* Task description
Nothing below is to be printed except the lines between the line holding "Target: chair leg" and the line holding "Each instance receives one point. Annotate the chair ladder", inclusive, each exactly as it appears.

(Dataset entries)
..............................
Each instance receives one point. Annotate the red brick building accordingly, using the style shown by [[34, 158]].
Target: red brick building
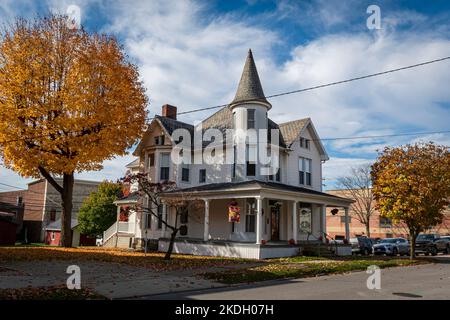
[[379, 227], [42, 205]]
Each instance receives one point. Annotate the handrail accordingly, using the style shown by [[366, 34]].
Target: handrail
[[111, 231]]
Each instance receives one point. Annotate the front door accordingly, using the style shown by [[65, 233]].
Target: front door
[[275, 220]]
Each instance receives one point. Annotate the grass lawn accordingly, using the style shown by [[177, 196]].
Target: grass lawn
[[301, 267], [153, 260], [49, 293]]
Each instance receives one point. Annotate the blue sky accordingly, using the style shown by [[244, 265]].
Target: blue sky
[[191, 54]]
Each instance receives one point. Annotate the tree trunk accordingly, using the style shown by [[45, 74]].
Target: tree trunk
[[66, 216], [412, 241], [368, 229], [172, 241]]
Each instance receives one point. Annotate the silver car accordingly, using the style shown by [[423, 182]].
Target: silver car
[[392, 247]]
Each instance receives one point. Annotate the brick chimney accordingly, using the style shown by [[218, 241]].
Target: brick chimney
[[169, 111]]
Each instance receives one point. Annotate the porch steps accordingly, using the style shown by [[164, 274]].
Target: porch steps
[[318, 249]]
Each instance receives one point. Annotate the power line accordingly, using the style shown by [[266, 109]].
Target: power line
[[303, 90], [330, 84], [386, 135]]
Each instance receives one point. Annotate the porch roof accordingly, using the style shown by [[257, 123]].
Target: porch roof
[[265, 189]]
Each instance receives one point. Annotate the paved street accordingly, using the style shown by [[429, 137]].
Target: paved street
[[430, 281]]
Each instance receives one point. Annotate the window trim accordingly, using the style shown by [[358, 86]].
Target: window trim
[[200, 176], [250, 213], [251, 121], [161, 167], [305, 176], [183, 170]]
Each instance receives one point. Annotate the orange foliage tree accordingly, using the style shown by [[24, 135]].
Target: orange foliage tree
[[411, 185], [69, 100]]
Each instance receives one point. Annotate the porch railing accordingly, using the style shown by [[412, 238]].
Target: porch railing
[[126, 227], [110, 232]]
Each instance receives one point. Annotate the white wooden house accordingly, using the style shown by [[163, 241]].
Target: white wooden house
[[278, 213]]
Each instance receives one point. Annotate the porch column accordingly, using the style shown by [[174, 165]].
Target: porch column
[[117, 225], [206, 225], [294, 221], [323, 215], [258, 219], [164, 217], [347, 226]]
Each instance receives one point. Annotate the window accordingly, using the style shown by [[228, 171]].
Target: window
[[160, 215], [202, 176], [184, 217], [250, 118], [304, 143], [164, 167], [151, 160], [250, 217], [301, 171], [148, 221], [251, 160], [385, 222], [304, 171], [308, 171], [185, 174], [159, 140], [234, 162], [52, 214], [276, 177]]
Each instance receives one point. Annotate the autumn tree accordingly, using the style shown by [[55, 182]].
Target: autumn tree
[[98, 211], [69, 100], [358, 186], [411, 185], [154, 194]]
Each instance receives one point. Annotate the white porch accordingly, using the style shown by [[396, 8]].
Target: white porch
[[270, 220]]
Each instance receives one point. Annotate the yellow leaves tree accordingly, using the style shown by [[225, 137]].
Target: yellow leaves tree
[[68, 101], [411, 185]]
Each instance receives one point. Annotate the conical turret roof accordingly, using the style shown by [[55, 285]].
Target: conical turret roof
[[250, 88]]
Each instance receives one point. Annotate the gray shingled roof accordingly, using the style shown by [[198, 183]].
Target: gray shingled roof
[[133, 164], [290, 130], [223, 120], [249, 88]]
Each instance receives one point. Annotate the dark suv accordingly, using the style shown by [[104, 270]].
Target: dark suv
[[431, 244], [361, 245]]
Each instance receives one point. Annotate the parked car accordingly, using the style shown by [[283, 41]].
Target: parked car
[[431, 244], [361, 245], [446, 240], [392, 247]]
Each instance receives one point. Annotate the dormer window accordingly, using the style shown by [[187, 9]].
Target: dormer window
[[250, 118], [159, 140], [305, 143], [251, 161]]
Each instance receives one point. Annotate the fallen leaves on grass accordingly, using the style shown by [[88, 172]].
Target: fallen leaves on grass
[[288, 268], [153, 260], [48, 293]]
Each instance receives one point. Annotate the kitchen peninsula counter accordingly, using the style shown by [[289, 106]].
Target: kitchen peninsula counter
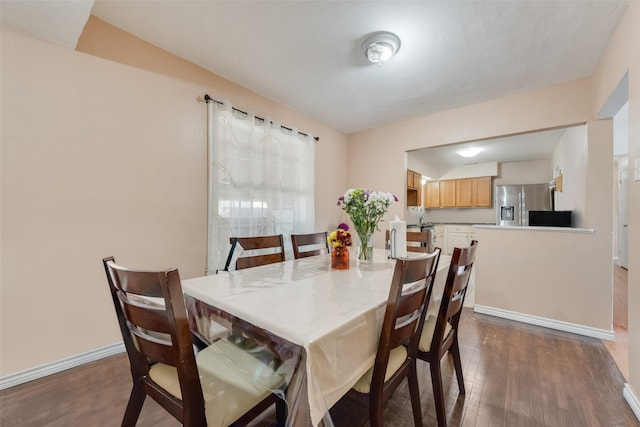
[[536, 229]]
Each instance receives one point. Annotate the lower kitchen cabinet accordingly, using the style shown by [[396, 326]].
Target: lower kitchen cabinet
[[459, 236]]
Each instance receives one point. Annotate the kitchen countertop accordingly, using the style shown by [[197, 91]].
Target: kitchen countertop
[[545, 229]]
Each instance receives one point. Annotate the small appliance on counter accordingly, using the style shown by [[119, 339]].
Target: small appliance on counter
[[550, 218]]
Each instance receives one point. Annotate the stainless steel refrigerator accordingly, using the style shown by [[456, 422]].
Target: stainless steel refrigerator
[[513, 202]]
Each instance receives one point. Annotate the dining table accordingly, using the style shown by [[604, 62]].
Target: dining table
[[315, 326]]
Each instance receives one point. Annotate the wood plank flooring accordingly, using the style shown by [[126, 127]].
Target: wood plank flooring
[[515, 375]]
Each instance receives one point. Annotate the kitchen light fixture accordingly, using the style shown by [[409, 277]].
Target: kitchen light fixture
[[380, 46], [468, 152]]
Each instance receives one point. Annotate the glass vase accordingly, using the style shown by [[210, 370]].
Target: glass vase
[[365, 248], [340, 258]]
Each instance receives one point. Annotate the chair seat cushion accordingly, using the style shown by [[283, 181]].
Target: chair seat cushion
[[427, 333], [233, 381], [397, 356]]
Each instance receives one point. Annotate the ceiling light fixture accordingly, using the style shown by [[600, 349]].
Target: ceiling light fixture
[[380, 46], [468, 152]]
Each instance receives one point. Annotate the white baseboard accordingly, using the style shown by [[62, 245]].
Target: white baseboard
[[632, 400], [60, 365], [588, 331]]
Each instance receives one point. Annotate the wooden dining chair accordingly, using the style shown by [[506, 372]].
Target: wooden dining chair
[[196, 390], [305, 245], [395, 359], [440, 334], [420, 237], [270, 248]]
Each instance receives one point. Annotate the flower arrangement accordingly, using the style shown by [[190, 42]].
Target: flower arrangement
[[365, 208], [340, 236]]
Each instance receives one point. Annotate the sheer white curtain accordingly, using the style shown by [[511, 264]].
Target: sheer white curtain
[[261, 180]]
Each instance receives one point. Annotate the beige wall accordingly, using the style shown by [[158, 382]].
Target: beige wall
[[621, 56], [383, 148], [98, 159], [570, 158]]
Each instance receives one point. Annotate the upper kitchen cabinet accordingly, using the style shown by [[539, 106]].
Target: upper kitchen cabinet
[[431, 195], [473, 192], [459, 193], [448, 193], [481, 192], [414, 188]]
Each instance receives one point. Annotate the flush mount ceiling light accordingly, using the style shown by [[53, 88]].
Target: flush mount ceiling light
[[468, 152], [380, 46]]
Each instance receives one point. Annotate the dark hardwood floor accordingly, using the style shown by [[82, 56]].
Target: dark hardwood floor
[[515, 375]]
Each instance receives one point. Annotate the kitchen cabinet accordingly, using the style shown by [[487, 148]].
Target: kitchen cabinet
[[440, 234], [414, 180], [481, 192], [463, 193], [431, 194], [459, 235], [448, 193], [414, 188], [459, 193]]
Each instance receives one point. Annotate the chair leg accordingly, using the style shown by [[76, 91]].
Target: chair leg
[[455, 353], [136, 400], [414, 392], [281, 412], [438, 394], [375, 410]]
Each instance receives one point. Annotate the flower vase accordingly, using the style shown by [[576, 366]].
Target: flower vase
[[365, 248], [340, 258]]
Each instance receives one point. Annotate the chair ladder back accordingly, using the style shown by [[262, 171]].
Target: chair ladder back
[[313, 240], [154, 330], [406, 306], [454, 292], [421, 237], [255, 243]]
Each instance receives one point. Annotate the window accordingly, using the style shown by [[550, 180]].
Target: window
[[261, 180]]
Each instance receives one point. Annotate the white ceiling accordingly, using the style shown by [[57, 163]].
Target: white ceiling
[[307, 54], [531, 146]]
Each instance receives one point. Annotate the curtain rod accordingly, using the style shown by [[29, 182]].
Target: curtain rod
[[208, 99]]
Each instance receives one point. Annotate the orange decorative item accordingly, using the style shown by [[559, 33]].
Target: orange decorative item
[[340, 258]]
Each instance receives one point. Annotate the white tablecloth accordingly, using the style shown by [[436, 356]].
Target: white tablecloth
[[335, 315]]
..............................
* Task solution
Target: chair leg
[[455, 353], [136, 400], [414, 392], [281, 412], [438, 394], [375, 410]]
Each instance receives one point. Annotate the flower vase accordingly, using the style shown by [[576, 366]].
Target: flower vase
[[365, 248], [340, 258]]
Each instance receives one point. Annotate the chair ladder back accordingly, using the style shown by [[262, 171]].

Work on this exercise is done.